■ **What the exercise asks**
Only an exact repetition of all the entries will be accepted.

■ **Available records**
((

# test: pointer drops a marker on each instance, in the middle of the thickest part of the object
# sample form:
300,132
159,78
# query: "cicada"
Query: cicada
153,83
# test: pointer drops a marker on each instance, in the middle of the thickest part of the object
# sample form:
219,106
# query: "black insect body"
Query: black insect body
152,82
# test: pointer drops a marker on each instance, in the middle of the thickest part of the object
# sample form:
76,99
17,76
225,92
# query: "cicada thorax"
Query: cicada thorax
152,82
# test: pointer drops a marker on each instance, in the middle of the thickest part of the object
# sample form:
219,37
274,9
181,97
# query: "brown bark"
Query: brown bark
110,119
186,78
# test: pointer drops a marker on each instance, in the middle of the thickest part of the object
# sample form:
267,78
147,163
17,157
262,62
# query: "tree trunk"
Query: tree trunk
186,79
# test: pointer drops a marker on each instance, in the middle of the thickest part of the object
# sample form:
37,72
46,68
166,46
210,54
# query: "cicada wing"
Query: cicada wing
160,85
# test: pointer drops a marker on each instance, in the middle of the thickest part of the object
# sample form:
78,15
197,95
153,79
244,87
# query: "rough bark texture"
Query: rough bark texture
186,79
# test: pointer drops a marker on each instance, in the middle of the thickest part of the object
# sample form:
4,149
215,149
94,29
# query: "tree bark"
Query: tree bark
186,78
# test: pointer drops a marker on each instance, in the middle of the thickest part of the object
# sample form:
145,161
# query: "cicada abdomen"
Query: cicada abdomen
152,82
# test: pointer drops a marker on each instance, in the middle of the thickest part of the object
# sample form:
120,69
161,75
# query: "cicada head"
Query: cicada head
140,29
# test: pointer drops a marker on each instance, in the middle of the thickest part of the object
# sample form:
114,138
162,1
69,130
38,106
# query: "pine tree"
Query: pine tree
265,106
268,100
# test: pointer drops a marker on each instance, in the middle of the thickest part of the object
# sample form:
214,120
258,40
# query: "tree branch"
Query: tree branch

))

■ **Result for this task**
# test: pointer drops a marker on each instance, in the middle of the thickest part of the object
# sample form:
300,132
159,78
# query: "cicada"
Query: cicada
153,83
# test: pointer drops a marker on each instance, in the middle of the thickest part of the object
# sample form:
219,106
# query: "black insect body"
Query: black insect body
152,82
# test: pointer drops a marker on each instance, in the middle of the thickest part of the object
# sample form:
76,99
17,76
225,92
# query: "cicada thorax"
Query: cicada thorax
152,82
# test: pointer drops a marker on each instance, in the middle of the thickest part of the object
# sample form:
219,37
274,9
181,97
# query: "brown bark"
Query: brown bark
110,119
186,78
# test: pointer drops a marker on each instance, in the middle of the thickest part of the object
# sample form:
267,78
147,163
17,157
262,62
# query: "tree trunk"
Query: tree trunk
186,79
# test: pointer drops a marker on each instance, in the middle of the thickest part of the object
# sample form:
37,72
46,68
166,46
210,54
# query: "cicada wing"
Query: cicada wing
160,85
# test: pointer drops a marker on each instance, in the middle of the thickest part of the object
# sample form:
78,15
197,95
153,79
244,87
# query: "rough bark texture"
Query: rough bark texture
186,79
# test: pointer drops a marker on each instance, in the middle of the thickest part of the object
# sample form:
4,149
215,149
94,29
# query: "tree bark"
Query: tree bark
186,78
# test: pointer drops a marker on each instance, in the middle of the thickest part of the object
# sample form:
145,161
# query: "cicada abdomen"
Query: cicada abdomen
152,82
# test: pointer drops a marker on each instance, in the middle of the thickest part of the object
# sample form:
120,69
161,75
# query: "cicada head"
Query: cicada head
140,29
# test: pointer drops a marker on each instance, in the middle of the thickest part of the object
# sample form:
114,138
162,1
69,130
38,106
# query: "pine tree"
Query: pine tree
265,106
268,100
# test: pointer drops a marker on each instance, in the middle of the thickest part of the object
# sample form:
214,120
258,40
# query: "tree branch"
Query: tree branch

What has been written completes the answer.